Records from a dataset:
* Start *
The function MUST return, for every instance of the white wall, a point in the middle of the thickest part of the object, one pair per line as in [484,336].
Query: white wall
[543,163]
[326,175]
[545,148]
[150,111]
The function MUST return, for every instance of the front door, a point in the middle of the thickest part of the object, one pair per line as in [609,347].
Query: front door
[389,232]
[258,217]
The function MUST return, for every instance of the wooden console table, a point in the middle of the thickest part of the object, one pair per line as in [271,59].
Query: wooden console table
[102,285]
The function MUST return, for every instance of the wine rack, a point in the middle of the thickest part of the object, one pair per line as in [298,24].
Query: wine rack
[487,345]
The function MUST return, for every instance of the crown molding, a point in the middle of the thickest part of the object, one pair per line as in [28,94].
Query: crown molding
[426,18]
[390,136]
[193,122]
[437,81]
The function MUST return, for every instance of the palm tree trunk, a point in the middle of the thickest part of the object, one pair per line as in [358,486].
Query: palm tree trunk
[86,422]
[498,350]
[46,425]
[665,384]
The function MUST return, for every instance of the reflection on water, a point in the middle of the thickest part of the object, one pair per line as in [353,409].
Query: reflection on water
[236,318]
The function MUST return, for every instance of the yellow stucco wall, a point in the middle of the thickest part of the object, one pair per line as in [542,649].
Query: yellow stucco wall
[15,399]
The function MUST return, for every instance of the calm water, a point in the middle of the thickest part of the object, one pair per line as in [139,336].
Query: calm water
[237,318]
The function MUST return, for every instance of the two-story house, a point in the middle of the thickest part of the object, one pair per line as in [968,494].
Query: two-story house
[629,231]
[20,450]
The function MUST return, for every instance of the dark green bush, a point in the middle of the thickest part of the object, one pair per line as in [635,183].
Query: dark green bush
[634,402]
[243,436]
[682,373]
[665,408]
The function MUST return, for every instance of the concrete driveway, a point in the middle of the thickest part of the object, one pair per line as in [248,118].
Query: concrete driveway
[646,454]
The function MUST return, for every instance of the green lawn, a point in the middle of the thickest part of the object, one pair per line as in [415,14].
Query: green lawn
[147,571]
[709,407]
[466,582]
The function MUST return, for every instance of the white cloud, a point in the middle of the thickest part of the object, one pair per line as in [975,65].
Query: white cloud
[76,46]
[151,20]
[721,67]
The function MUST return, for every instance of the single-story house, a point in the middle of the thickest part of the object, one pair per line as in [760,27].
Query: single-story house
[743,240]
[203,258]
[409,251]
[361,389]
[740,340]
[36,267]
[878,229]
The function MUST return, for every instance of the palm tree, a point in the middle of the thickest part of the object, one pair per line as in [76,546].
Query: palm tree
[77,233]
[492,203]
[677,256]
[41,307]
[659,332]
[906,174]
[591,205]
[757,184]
* End *
## Task objective
Copy the listing verbatim from the line with "as in [975,65]." through the end of the listing.

## The output
The function MUST return, for every instance of the white cloud, a point in the middle of the thickest part of the object, one pair per line as in [975,65].
Query: white cloud
[76,46]
[151,20]
[721,67]
The function MUST return, for every instance of the single-story house, a point in the middle of the thickest part of the object, one pair per line as in [760,27].
Query: single-story house
[743,240]
[203,258]
[409,251]
[361,389]
[740,340]
[36,267]
[878,229]
The function MUST return, for every instance of the palm tree, a point in the middle of the thickest part of the object, one pair per line as in [76,546].
Query: palm tree
[77,233]
[492,203]
[677,256]
[41,307]
[659,332]
[906,174]
[591,205]
[757,184]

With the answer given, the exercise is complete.